#### Task to carry out
Write out each of the following items line for line, with no changes.

Stored records
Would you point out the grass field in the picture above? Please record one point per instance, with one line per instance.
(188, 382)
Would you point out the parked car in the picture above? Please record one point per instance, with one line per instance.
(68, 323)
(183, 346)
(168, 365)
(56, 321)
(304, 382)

#### Solution for this task
Would you point out the grass field in the picture above? Please record one point per instance, with one line per instance.
(188, 382)
Would you point out the parked car in the picture above? Please record one point per instance, with one line per instance.
(68, 323)
(183, 346)
(168, 365)
(56, 321)
(304, 382)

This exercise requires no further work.